Goal:
Using the grid search excerpt, answer the following:
(a) What data type is the target series?
(b) Which three steps does the pipeline carry out, in order?
(c) In each key of the `parameters` dictionary, what comes right after the pipeline step name?

Extract:
Begin

The features dataframe only contains `float` values/columns.

In [30]:
bos_tgt_ser()[:3]

The target series is also of type `float`.

## 2. Grid search

Grid search is a technique for creating models using a range of hyper-parameters and then scoring these predictions made by these models.

First, create a pipeline below which:
1. Imputes missing values
2. Scales values to the `0` to `1` range
3. Performs a linear regression on the data

In [34]:
from sklearn.pipeline        import Pipeline
from sklearn.linear_model    import LogisticRegression, LinearRegression
from sklearn.preprocessing   import MinMaxScaler
from sklearn.impute          import SimpleImputer

est_pipe = Pipeline([
  ('imp', SimpleImputer()),
  ('sca', MinMaxScaler()),
  ('lrg', LinearRegression())
])

This pipeline will be used in the grid search example below.

Consider the `parameters` dictionary below:
- The first three characters of the keys correspond to names of pipeline steps
- Two underscores follow the name of the pipeline step
- The remainder of the key is the name of an init parameter of the named step
- The value (of the key) is a list of possible values for that named init parameter

In [37]:
parameters = {
  'imp__strategy': ['mean', 'median'],
  'lrg__fit_intercept': [True, False]
}

The following cell performs a grid search. This means that the above pipeline is run:
- for all combinations of parameters listed in the `parameters` dictionary
- in this case, each model created with a combination of hyper-parameters, is fit on the train dataset and predicts on the test dataset of each of three cross validation pairs (see the `cv` parameter)

End

Supplied material:
Begin

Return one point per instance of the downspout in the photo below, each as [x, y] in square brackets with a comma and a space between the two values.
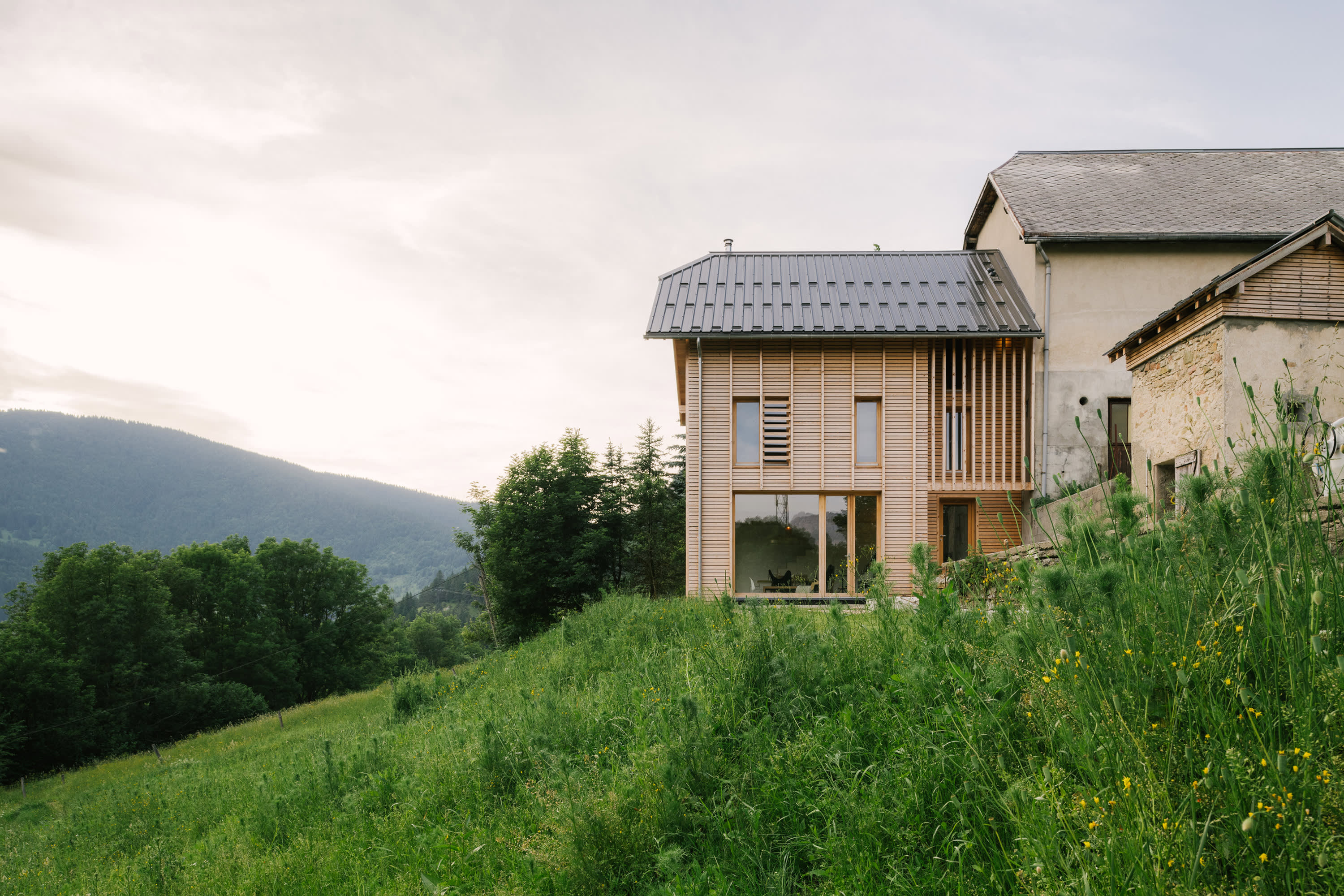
[1045, 381]
[699, 474]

End

Answer to the problem:
(a) `float`
(b) It imputes missing values, scales values to the `0` to `1` range, then performs a linear regression on the data.
(c) Two underscores.